» The exercise
Format every one of the records below as a Markdown table with the columns Row and Entry, skipping any blank lines.

» Rows
=======

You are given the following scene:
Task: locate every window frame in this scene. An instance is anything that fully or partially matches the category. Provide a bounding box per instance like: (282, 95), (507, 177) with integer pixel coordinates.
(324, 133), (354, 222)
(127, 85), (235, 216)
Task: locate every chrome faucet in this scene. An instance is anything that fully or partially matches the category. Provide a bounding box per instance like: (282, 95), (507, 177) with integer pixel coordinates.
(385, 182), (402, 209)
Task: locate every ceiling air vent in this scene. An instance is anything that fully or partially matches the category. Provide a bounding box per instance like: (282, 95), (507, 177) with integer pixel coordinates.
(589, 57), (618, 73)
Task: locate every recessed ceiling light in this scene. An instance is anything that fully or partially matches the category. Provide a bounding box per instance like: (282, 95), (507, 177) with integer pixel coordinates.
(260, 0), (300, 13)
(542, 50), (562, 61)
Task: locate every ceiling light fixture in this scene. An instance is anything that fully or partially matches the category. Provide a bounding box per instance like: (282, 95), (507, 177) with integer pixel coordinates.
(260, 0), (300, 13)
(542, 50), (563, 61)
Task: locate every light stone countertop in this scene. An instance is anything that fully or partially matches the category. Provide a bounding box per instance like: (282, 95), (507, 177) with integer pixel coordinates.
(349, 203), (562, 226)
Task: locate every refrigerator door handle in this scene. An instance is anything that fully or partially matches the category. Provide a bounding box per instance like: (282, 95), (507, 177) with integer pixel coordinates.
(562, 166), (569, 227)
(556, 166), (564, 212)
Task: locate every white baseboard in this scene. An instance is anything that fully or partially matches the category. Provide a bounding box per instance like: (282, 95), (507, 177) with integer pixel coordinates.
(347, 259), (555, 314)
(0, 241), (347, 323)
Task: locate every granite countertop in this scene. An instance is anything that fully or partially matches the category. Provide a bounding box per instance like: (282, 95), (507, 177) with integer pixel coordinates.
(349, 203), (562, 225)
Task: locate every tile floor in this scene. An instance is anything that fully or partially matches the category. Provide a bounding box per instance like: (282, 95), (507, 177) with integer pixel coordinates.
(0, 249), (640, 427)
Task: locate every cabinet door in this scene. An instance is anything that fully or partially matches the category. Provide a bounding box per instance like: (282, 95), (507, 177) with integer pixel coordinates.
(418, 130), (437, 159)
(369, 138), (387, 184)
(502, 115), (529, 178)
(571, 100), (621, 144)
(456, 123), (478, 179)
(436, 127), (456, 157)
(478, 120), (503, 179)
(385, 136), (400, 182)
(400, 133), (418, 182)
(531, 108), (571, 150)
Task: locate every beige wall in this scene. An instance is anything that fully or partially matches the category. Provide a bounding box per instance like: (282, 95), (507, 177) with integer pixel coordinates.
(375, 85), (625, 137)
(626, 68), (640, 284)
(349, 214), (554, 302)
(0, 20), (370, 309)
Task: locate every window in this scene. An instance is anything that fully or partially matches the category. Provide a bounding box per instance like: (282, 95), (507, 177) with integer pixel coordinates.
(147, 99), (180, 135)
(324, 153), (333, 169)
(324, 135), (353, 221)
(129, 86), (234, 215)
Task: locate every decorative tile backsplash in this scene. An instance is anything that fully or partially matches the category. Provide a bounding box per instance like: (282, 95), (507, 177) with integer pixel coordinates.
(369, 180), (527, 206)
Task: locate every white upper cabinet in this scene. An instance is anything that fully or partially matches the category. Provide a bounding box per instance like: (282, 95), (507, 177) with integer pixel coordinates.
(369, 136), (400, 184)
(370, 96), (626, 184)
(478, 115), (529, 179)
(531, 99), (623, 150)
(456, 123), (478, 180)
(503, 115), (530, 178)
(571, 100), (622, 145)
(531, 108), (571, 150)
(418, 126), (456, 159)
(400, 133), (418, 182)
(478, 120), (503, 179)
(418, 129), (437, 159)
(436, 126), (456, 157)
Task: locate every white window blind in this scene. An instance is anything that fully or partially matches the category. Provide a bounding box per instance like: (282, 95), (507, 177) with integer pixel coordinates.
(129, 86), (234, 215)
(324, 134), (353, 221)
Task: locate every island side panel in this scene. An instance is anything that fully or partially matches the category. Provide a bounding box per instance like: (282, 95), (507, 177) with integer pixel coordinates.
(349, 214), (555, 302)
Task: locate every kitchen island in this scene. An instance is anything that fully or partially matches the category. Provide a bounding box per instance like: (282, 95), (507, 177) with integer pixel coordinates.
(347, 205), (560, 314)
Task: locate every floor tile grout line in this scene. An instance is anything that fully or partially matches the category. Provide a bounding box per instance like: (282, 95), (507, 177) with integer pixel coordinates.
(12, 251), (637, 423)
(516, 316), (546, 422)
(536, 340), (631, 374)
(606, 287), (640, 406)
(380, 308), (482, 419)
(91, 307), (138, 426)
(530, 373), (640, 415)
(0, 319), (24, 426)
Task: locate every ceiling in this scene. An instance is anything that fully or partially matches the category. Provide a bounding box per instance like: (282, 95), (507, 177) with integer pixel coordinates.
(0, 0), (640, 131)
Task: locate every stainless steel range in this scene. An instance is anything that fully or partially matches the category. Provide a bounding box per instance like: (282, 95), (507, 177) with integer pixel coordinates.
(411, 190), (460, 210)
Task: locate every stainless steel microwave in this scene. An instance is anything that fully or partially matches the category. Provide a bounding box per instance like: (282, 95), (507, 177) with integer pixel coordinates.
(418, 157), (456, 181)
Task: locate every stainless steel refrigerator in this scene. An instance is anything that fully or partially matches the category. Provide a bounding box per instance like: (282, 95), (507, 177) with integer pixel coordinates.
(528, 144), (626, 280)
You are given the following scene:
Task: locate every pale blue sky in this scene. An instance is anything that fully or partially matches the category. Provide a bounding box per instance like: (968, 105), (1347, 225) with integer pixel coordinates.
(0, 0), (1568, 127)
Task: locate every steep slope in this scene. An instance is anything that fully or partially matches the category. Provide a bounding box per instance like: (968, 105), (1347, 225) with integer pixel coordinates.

=======

» Correct output
| Row | Entry |
|---|---|
| 1 | You are given the following scene: |
| 2 | Task: locate every window frame in this scene. An instance is anything that fully or partially matches the category. Provide a bounding box per instance like: (282, 95), (507, 177) with integer pixel coordinates. |
| 3 | (324, 133), (354, 222) |
| 4 | (127, 85), (235, 216) |
| 5 | Task: locate every chrome faucet in this scene. An instance is anything that fully or partially matches the category. Provide a bounding box per instance like: (282, 95), (507, 177) with integer pixel coordinates. |
| 6 | (385, 182), (402, 209) |
| 7 | Task: locate every ceiling air vent in this scene. An instance is anything that fully or partially matches the category. Provide a bounding box per instance like: (282, 95), (507, 177) with integer pixel coordinates. |
| 8 | (589, 57), (618, 73) |
| 9 | Task: locate every recessed ceiling light in this scene. An instance is anything that fully or partially matches the category. Provide a bounding box per instance like: (282, 95), (507, 177) with integer pixel coordinates. |
| 10 | (260, 0), (300, 13) |
| 11 | (542, 50), (562, 61) |
| 12 | Task: locate every ceiling light fixture in this scene. An instance is anything that fully or partially matches the category. Provide a bounding box per instance like: (282, 95), (507, 177) with integer pixel coordinates. |
| 13 | (260, 0), (300, 13) |
| 14 | (542, 50), (563, 61) |
| 15 | Task: locate every light stone countertop in this scene. An instance is anything that fully or partially matches the category. Provide a bounding box per instance like: (282, 95), (507, 177) with integer pixel coordinates. |
| 16 | (349, 203), (562, 226) |
| 17 | Task: locate every refrigerator door handle in this scene. An instance is anything that fully or partially matches the category. Provide a bounding box per instance like: (282, 95), (507, 177) with integer pixel coordinates. |
| 18 | (562, 166), (569, 227) |
| 19 | (556, 166), (564, 212) |
| 20 | Task: locate every white baseboard in this scene. An instance is anything that fully or partially matches the category. Provide a bounding box per instance like: (282, 95), (507, 177) with integer pixel coordinates. |
| 21 | (347, 259), (555, 314) |
| 22 | (0, 241), (347, 323) |
| 23 | Task: locate every granite countertop in this scene. An instance is anything that fully or partially matches the category. Provide a bounding box per instance like: (282, 95), (507, 177) with integer pixel coordinates. |
| 24 | (349, 203), (562, 225) |
| 25 | Task: locate every tile floor in this scene. An instance is anything that fully or partially matches the category. Provide a bounding box per instance like: (282, 95), (507, 177) with integer pixel coordinates. |
| 26 | (0, 249), (640, 427) |
| 27 | Task: locate every cabinet door in this scene. An instance is anything that fully or partially matches the category. Provide a bounding box per instance like: (282, 95), (507, 177) with integer pixel coordinates. |
| 28 | (418, 130), (437, 159) |
| 29 | (369, 138), (387, 184) |
| 30 | (502, 115), (529, 178) |
| 31 | (571, 100), (621, 144) |
| 32 | (456, 123), (478, 179) |
| 33 | (436, 127), (456, 157) |
| 34 | (478, 120), (503, 179) |
| 35 | (385, 136), (400, 182) |
| 36 | (400, 133), (418, 182) |
| 37 | (531, 108), (571, 150) |
| 38 | Task: locate every beige wall in this scene. An instance is anything that fully or partially matches the category. Provide a bounding box per instance like: (282, 95), (507, 177) with integer pixel coordinates. |
| 39 | (375, 85), (625, 137) |
| 40 | (626, 68), (640, 284) |
| 41 | (349, 214), (554, 302) |
| 42 | (0, 20), (370, 309) |
| 43 | Task: locate every window in this scene. An instance is anything that fully or partially matches the category. Provide a bounding box per instance like: (282, 95), (507, 177) with integer pixel coordinates. |
| 44 | (147, 99), (180, 135) |
| 45 | (324, 153), (333, 169) |
| 46 | (324, 135), (353, 221) |
| 47 | (129, 86), (234, 215) |
| 48 | Task: locate every decorative tile backsplash in this scene. An instance is anything that fully or partially matches the category. Provide a bounding box per instance like: (282, 95), (507, 177) with integer pixel coordinates. |
| 49 | (369, 180), (527, 206) |
| 50 | Task: locate every white upper cabinet in this scene. An instance is anything that fully or partially matches the category. Provide a bounding box per instance like: (282, 95), (507, 177) with integer pixel coordinates. |
| 51 | (369, 136), (400, 184) |
| 52 | (370, 96), (626, 184) |
| 53 | (478, 115), (529, 179) |
| 54 | (531, 99), (623, 150) |
| 55 | (456, 123), (478, 180) |
| 56 | (503, 115), (530, 178) |
| 57 | (571, 100), (622, 145) |
| 58 | (531, 108), (571, 150) |
| 59 | (418, 126), (456, 159) |
| 60 | (400, 133), (418, 182) |
| 61 | (478, 120), (503, 179) |
| 62 | (418, 129), (437, 159) |
| 63 | (436, 126), (456, 157) |
| 64 | Task: locate every white window blind in this scene. An instance is anything that fully or partially matches the category. Provide a bounding box per instance like: (282, 95), (507, 177) with integer pixel coordinates. |
| 65 | (129, 86), (234, 215) |
| 66 | (324, 134), (353, 221) |
| 67 | Task: locate every island side panel in this scene. An instance is anything that fully or partially matches the category. Provide a bounding box per instance like: (282, 95), (507, 177) with integer pixel coordinates. |
| 68 | (349, 214), (555, 302) |
| 69 | Task: locate every kitchen island in this scene. An instance is anything that fully or partially matches the category. Provide a bounding box per instance like: (282, 95), (507, 177) with integer pixel coordinates. |
| 70 | (347, 205), (560, 314) |
| 71 | Task: locate every floor tile grout line in this scene. An instance is anything that fully or partially matches the category. Provide a bounding box per instance like: (282, 95), (507, 177) with integer pixel coordinates. |
| 72 | (12, 251), (637, 423) |
| 73 | (516, 316), (546, 422) |
| 74 | (536, 340), (631, 374) |
| 75 | (606, 287), (640, 406) |
| 76 | (380, 308), (482, 419) |
| 77 | (91, 307), (138, 426) |
| 78 | (530, 373), (640, 415) |
| 79 | (0, 319), (24, 426) |
| 80 | Task: locate every ceiling in this scene. An instance is anything that fully or partially matches the category. Provide a bounding box per instance like: (282, 95), (507, 177) with integer pixel coordinates. |
| 81 | (0, 0), (640, 131) |
| 82 | Task: locate every stainless steel range in this scene. An instance is anything that fully or partially matches the category. Provide a bounding box per instance like: (282, 95), (507, 177) with integer pixel coordinates. |
| 83 | (411, 190), (460, 210) |
| 84 | Task: locate every stainless steel microwave in this scene. An instance is anything that fully or partially matches the category. Provide a bounding box per instance like: (282, 95), (507, 177) with integer pixel coordinates. |
| 85 | (418, 157), (456, 181) |
| 86 | Task: locate every stainless steel refrigerator in this scene. An instance is anything that fully or partially matches the category. Provide a bounding box per instance like: (282, 95), (507, 177) with integer pixel coordinates. |
| 87 | (528, 144), (626, 280) |
| 88 | You are given the following scene: |
| 89 | Task: locate every pale blue sky in this scene. An instance is anything that fully or partially matches the category. Provide a bounding box per instance like: (968, 105), (1347, 225) with integer pixel coordinates. |
| 90 | (0, 0), (1568, 127) |
| 91 | Task: locate every steep slope in this scene. An instance is anything that fully or partially matches the category. Provide a bounding box per instance like: (968, 105), (1347, 225) with integer pixel coordinates. |